Provided passage:
╔══

Velodyne ULD-18 & ULD-15 subwoofers Page 4

Over the next few weeks, I trotted out all the "deep bass" warhorses I had collected over the years. I did all the usual subwoofer tricks—rattled objects in the room, flapped pants legs, heard the air shudder with 20Hz organ-pedal notes. And yes, I listened to diesel-engine track noise and cannon blasts. But I soon used this new system to listen to music, returning to my favorite pipe-organ music, long ago relegated to the upper shelves. It was a pleasure to finally enjoy these records. I started with the white vinyl, direct-to-disc Virgil Fox recordings of the Fratelli-Rufatti organ in the Garden Grove Community Church. Next came Also Sprach Zarathustra (Time Warp, Telarc CD-80186). The opening 32Hz note had a rock-solid, locked-in quality without sounding artificial or too airy. The drum crash on Dafos (Reference Recordings, side 2, cut 3), recorded by Keith Johnson, captured the impact of a massive drum falling over on stage. The sound shook my floor but did not break up or cause the amp to clip.

But there was more, and this goes beyond simple subwoofer bone-rattling stunts. What did the ULD-18 do for my system as a whole?

First, the ULD-18 integrated beautifully with the Quad ESL-63s I was using as main speakers. Jim Lee, Vice President of Velodyne, warned that the ULD-18 would "overpower" the Quads with its greater dynamic range and potentially more aggressive character. The electrostats just wouldn't play loud enough to match the ULD-18, he feared. I had worried that the ULD-18's 18" woofer, even with the servo mechanism, would be slower and have a very different sonic fingerprint from the ultrafast, transparent, and recessed ESL-63s. The resulting Velodyne/Quad personality clash would mar both.

Not so. Rather, the integration was seamless and changed the overall character of the system in a synergistic, beneficial direction. The Quads opened up as the soundstage widened and deepened, and imaging took on a solidity that I had never heard before. The Velodyne also improved, for it seemed to speed up, as if the Quads sharpened the leading edge of deep-bass transients. The bass notes were integrated in time and space, and the speed of the electrostats really joined synergistically with the power contained within the bass envelope, helping to define it. The timbre of deep-bass string tone was true. All the while, there was no sense that the music was coming from different loudspeakers in different locations.

The information-enhancing effect was just as evident on sources that contained no 16Hz pulses, just the normal frequency spectrum of music. The bass line of the plucked bass in "Guantanamera," on The Weavers—Reunion at Carnegie Hall in 1963 (Vanguard VSD-2150) suddenly was there, when it had been totally absent on the Quads. But even more interesting was the fact that, for the first time, I realized that the bass was probably either a washtub bass or a foot tapping, not a formal double bass. The bass line on the jazz piece "Going Home," from the LA Four CD album of the same name (AI Music Company, Tokyo; East Wind 32JD-10043), was palpably real, because all the overtones were there.

╚══

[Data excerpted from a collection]
╔══

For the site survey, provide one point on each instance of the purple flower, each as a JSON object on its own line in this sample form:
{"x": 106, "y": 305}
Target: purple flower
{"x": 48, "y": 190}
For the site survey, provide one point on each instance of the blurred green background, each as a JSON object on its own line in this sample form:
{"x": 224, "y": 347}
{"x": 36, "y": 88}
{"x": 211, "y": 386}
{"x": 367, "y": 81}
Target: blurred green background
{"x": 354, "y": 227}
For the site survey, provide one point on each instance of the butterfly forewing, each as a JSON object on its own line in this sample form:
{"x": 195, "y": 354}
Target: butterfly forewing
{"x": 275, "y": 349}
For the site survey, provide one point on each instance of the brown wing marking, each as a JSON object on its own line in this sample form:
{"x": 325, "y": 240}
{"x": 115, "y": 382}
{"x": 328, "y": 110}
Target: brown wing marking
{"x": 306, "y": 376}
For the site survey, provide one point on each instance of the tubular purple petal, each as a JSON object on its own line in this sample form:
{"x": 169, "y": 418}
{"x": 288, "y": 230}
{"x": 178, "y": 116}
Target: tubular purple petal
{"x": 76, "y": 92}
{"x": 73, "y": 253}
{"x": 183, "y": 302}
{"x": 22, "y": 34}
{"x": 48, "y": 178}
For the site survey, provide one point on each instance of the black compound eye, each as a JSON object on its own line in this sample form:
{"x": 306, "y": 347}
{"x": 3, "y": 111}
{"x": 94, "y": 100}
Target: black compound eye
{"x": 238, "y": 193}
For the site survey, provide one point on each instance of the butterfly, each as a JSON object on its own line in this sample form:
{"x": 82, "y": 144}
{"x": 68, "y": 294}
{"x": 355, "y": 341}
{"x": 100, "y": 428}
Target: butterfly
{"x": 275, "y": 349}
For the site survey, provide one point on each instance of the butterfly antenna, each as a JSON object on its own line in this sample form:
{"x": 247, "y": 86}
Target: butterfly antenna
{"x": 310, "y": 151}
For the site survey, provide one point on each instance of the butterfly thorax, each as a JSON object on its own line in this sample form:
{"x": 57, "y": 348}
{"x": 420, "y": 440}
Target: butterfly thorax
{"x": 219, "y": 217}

╚══

Instructions:
(a) In the subwoofer review, which speakers served as the main speakers?
(b) Repeat the part of the subwoofer review starting at "But there was" and ending at "would mar both.".
This data has no connection to the subwoofer review.

Answers for the exercise:
(a) The Quad ESL-63s.

(b)
But there was more, and this goes beyond simple subwoofer bone-rattling stunts. What did the ULD-18 do for my system as a whole?

First, the ULD-18 integrated beautifully with the Quad ESL-63s I was using as main speakers. Jim Lee, Vice President of Velodyne, warned that the ULD-18 would "overpower" the Quads with its greater dynamic range and potentially more aggressive character. The electrostats just wouldn't play loud enough to match the ULD-18, he feared. I had worried that the ULD-18's 18" woofer, even with the servo mechanism, would be slower and have a very different sonic fingerprint from the ultrafast, transparent, and recessed ESL-63s. The resulting Velodyne/Quad personality clash would mar both.